Short task: According to the chat thread about group transformations, what did Sophus Lie come up with, as one participant recalls?

Page text:
-*-*-
I mean you can drop reversibility I guess
A retract is still a transformation kinda
 
the only case where that happens off the top of my head is the renormalization semi-group
 
Or a projection
 
while these are "mathematical transformations", I would not consider them what we usually call "transformation" in physics
 
9:56 AM
@SillyGoose All elements of a group need to have an inverse. Thus, all irreversible physical transformations qualify, like anything increasing entropy in a closed system.
Althought you can say from all physical transformations, it is element of the group { transformation } and the group operation is the identity mapping
 
Plenty of transformations that aren't reversible then
On a vector space it's the linear maps as opposed to invertible linear maps for instance
You're not requiring the determinant to be 0
 
10:14 AM
@ACuriousMind First :) :) :) I can not really remember a not bad or evil decision from their side since 2012
 
@peterh If you'd read the whole conversation I was replying to, you'd understand that I meant this is the first of several bad decisions I see coming. It is not a statement about any past events.
 
is it the robot apocalypse
 
(no, I will not elaborate what the others are because there's a chance they don't come to pass)
 
@ACuriousMind O.k.!
 
 
3 hours later…
12:48 PM
@ACuriousMind : Rugby!
 
1:02 PM
Honk
I guess i was thinking about why groups are so effective as structures modeling things
Like for rotations sure they happen to follow what we call the group axioms
 
I mean groups were made to model such things
 
But even closed under group operation is kind of a strong requirement but maybe not
 
IIRC Sophus Lie came up with Lie groups as relating to symmetry groups of differential equations
 
Did he call them Lie groups back then
 
@SillyGoose The group axioms are really just: There are some operations that a) can be composed (the group multiplication) b) can be reversed (existence of inverse) c) when you compose more than two of them, it doesn't matter which composition you consider first (associativity)
 
1:09 PM
Would have been a bit pretentious
 
I still don’t quite understand the associativity clearly. In the context of rotations acting on a regular n-gon it certainly makes sense. And so one can abstract how the rotations compose to retain the same associative structure without considering the object. But is there a different way of seeing it?
 
Specifically for rotations?
 
For an abstract arbitrary group
 
Ah, then the reasoning will also be abstract :) I mean, I don't think there's any intuition behind associativity when you don't have a concrete group at hand
 
I mean if you're interested in algebraic structures in general
Remember the diagram
 
1:15 PM
Also is it accurate to think that: let there be a group. Endow group with a “scalar product” taking values from some ring. An algebra is born.
-*-*-
Listing:
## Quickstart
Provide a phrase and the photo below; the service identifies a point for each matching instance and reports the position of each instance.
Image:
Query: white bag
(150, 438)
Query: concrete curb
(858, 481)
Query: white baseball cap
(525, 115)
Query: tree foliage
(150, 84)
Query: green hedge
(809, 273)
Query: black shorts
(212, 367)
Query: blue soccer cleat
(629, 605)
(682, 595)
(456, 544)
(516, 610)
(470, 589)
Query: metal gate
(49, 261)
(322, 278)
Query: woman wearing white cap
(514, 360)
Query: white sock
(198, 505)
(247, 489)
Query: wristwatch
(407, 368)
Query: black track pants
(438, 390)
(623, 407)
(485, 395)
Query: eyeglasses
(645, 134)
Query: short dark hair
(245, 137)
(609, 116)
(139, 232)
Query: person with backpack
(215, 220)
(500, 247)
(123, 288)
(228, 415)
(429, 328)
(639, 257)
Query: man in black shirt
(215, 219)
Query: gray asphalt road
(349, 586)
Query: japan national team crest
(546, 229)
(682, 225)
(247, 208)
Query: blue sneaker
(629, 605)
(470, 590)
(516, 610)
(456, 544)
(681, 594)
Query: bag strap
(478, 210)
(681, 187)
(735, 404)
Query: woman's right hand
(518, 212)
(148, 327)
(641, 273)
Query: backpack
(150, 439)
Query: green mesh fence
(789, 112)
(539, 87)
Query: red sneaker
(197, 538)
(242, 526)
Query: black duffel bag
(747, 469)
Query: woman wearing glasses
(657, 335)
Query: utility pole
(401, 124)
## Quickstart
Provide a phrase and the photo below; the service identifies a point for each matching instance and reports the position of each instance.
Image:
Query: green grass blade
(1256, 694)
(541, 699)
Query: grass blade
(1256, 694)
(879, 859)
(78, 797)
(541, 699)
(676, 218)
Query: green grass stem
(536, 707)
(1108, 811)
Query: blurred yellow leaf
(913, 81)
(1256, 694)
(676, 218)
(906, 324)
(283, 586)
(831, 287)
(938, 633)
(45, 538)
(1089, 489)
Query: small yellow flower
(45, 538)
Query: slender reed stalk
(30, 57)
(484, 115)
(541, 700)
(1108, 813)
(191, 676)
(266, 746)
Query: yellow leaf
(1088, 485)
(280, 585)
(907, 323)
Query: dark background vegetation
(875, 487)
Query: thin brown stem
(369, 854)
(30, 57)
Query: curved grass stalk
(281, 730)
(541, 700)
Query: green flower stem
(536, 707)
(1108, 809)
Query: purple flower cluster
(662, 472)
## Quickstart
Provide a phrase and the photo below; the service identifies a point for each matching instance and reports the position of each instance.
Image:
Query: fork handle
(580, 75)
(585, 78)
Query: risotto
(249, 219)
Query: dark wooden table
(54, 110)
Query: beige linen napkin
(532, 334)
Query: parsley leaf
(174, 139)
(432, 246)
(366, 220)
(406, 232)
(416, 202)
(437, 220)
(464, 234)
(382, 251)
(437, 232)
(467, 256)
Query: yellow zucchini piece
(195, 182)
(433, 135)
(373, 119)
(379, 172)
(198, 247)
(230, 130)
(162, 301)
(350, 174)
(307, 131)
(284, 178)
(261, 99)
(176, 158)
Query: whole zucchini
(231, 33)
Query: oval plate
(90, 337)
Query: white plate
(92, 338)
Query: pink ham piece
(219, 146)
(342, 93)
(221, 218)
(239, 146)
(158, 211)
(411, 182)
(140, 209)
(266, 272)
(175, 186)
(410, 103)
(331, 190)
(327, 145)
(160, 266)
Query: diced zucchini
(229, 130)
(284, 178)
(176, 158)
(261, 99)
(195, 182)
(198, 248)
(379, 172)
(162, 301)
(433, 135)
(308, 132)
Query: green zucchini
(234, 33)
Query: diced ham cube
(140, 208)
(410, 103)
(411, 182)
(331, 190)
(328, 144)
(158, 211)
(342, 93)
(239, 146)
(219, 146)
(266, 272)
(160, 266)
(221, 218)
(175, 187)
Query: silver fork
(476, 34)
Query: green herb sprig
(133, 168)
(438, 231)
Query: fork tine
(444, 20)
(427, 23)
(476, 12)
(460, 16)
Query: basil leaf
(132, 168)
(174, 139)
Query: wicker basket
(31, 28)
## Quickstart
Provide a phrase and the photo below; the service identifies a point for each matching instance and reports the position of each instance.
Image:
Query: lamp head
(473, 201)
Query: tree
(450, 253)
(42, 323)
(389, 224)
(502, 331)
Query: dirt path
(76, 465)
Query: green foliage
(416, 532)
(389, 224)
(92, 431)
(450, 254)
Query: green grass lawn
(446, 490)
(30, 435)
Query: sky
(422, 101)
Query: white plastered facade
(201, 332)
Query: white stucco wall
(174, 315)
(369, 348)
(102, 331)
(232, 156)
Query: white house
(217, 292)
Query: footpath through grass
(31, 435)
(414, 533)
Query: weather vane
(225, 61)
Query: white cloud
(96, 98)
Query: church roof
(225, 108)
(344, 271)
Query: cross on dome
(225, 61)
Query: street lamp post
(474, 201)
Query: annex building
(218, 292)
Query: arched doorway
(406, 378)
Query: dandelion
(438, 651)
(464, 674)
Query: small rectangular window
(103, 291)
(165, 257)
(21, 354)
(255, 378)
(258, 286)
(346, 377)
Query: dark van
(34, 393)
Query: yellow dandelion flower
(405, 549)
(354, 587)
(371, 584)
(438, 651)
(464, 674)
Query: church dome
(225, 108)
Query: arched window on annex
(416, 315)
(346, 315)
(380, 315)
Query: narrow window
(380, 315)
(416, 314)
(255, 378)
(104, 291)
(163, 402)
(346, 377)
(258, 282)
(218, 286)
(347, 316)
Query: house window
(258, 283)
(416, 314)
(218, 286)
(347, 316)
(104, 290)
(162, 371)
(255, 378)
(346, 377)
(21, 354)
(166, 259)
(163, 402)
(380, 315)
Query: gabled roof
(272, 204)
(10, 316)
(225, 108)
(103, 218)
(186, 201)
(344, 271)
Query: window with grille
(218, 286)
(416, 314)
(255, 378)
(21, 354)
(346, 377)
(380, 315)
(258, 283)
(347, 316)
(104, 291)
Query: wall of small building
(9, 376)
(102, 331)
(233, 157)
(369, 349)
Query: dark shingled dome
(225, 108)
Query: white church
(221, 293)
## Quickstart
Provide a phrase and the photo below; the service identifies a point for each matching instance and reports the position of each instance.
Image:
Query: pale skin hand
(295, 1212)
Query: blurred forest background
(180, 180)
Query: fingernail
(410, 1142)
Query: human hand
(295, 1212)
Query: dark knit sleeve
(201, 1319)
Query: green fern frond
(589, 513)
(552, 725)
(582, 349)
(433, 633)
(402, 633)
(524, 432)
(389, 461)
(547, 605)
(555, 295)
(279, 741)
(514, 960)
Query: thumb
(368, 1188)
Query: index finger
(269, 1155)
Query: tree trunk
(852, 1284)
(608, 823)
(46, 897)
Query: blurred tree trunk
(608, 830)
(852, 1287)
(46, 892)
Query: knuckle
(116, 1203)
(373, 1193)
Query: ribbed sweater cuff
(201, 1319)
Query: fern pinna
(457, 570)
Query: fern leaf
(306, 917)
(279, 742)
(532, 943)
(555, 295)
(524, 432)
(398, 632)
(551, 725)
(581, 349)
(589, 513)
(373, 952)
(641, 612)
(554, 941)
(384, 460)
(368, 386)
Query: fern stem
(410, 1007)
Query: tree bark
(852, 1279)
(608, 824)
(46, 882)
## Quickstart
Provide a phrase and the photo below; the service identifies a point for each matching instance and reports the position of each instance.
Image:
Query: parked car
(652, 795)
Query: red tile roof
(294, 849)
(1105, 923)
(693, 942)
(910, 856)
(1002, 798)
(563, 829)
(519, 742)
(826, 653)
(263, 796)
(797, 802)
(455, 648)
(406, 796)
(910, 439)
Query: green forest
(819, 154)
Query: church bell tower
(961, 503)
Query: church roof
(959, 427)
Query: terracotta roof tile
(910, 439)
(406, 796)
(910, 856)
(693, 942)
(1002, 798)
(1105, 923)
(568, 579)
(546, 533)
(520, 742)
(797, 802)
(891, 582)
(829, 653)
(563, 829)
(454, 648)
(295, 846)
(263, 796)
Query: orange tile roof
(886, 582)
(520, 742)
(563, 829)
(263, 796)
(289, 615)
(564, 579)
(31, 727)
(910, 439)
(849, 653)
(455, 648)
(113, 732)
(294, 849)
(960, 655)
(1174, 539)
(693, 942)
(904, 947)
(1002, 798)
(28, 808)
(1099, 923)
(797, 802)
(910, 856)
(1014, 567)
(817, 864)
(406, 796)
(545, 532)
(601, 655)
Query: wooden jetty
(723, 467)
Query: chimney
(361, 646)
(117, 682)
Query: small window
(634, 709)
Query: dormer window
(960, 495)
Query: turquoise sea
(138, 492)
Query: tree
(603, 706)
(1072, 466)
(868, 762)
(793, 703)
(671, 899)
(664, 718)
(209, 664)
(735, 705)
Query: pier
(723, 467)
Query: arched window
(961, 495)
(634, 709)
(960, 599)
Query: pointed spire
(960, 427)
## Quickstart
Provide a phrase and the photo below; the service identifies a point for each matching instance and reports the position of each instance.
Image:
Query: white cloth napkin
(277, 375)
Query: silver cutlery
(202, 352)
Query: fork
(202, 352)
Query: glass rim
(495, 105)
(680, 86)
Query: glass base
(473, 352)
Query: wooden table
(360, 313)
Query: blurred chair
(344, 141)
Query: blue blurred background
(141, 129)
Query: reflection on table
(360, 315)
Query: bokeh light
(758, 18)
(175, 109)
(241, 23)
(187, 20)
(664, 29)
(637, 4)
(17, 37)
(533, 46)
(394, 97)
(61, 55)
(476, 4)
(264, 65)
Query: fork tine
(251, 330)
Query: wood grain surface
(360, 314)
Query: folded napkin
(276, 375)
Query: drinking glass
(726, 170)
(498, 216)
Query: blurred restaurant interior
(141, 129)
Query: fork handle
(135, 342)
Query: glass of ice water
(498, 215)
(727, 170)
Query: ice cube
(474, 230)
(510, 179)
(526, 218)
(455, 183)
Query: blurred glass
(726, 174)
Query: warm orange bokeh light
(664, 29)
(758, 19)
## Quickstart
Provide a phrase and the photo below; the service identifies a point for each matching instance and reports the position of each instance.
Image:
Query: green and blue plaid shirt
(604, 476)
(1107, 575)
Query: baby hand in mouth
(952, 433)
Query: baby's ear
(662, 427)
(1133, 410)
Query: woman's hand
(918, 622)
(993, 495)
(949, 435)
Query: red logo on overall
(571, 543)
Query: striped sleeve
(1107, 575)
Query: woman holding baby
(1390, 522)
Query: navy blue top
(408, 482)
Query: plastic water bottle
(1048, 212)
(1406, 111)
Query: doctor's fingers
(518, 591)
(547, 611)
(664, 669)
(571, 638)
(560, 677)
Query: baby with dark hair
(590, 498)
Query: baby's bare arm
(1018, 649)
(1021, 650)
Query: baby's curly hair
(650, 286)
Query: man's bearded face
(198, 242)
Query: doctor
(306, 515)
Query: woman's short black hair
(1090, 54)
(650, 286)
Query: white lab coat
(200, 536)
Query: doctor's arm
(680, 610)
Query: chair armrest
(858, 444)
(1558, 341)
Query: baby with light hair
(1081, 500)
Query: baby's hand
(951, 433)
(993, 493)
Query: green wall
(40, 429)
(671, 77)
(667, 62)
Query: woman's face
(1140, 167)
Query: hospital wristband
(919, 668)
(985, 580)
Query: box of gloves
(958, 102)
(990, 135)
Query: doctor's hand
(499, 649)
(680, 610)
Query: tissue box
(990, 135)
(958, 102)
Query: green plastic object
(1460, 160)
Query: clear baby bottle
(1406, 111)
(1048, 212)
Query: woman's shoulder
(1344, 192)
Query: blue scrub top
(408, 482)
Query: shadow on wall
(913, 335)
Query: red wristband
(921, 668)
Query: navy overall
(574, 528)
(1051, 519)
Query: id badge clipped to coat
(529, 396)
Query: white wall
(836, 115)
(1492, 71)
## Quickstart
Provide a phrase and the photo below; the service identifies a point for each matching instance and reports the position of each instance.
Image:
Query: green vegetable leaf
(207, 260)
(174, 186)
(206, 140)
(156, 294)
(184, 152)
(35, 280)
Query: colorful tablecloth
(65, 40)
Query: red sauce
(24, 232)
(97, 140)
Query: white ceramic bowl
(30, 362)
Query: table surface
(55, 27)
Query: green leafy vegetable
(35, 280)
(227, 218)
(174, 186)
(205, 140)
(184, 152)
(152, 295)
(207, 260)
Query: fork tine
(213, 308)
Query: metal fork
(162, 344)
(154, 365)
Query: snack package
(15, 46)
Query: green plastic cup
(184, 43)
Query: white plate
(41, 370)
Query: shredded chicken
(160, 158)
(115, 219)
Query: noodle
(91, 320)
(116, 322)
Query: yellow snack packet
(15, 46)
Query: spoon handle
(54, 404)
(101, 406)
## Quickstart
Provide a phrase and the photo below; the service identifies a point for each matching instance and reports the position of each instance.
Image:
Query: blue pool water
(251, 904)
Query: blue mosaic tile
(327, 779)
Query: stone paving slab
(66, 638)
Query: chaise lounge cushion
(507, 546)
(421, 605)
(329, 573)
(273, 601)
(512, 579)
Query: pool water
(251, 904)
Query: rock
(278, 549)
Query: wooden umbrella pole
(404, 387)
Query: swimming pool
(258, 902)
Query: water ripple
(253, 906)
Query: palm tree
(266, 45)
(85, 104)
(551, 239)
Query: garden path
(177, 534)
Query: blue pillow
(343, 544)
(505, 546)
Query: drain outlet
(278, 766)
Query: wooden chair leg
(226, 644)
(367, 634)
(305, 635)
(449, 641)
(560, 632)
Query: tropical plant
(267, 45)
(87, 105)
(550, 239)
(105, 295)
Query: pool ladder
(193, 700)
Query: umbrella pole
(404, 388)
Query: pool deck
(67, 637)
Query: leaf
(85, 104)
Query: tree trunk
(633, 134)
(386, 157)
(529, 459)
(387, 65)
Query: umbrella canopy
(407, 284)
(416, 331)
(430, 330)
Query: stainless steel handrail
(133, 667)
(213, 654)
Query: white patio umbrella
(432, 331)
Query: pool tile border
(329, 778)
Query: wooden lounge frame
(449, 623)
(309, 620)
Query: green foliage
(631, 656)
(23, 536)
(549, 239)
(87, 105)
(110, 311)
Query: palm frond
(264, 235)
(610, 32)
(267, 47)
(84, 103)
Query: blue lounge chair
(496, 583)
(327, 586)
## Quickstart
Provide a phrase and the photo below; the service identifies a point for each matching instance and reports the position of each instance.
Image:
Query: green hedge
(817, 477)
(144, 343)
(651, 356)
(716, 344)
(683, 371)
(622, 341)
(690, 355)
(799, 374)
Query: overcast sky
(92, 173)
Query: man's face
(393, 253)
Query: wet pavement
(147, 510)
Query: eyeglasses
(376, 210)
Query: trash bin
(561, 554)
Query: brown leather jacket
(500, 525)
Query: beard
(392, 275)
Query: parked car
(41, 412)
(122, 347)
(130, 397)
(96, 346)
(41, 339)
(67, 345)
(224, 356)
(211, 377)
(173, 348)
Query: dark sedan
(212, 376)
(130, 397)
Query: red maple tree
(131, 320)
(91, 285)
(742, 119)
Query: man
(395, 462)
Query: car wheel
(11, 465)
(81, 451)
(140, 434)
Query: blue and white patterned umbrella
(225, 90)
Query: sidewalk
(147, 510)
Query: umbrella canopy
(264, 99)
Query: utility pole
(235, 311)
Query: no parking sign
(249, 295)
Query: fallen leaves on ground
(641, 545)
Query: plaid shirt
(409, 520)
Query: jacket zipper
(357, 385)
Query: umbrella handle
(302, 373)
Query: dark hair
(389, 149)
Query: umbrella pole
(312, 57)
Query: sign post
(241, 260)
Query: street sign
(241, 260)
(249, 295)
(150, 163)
-*-*-
Written response: Lie groups, as relating to symmetry groups of differential equations.